> **Listed entries**:
■ ■ ■ ■

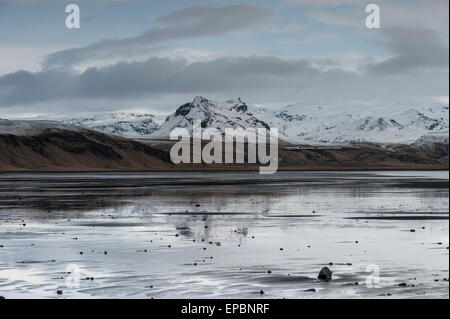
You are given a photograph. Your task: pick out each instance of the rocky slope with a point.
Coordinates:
(52, 146)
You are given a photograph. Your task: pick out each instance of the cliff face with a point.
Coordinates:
(76, 150)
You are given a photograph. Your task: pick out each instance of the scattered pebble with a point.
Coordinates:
(325, 274)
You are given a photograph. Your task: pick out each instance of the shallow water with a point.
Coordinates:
(224, 235)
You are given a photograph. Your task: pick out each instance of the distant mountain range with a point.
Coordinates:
(307, 124)
(299, 124)
(40, 145)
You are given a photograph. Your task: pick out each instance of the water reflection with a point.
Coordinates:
(223, 235)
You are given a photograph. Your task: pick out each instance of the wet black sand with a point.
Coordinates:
(215, 235)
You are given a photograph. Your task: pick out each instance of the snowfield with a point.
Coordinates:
(303, 124)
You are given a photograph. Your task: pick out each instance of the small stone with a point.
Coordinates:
(325, 274)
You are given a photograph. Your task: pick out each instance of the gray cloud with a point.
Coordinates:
(260, 79)
(154, 76)
(412, 48)
(192, 22)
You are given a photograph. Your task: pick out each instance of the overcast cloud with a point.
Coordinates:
(405, 62)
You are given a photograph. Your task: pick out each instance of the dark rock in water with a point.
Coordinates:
(325, 274)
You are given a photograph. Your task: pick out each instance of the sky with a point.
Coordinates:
(152, 56)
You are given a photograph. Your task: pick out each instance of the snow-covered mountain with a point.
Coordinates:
(344, 125)
(131, 125)
(316, 124)
(299, 123)
(217, 115)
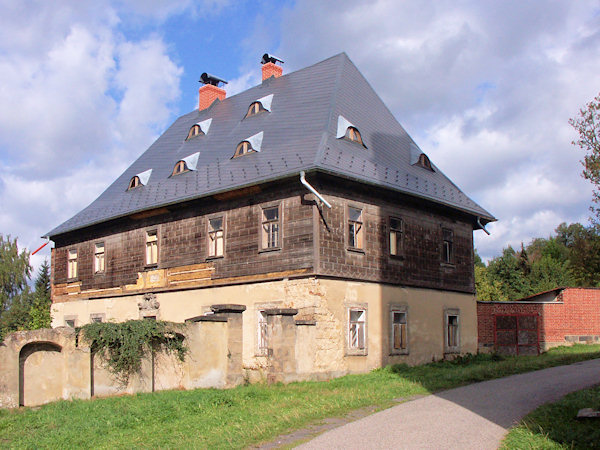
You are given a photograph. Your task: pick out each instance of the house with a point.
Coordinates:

■ ■ ■ ■

> **Exercise brief**: Return each line of the entries that holds the string "mountain".

> **Reply to the exercise**:
You are given a photograph. Your task: pick out each instance of the distant mountain range with a point.
You are given a photograph. Your task: pick out each instance of the snow-covered mountain with a point.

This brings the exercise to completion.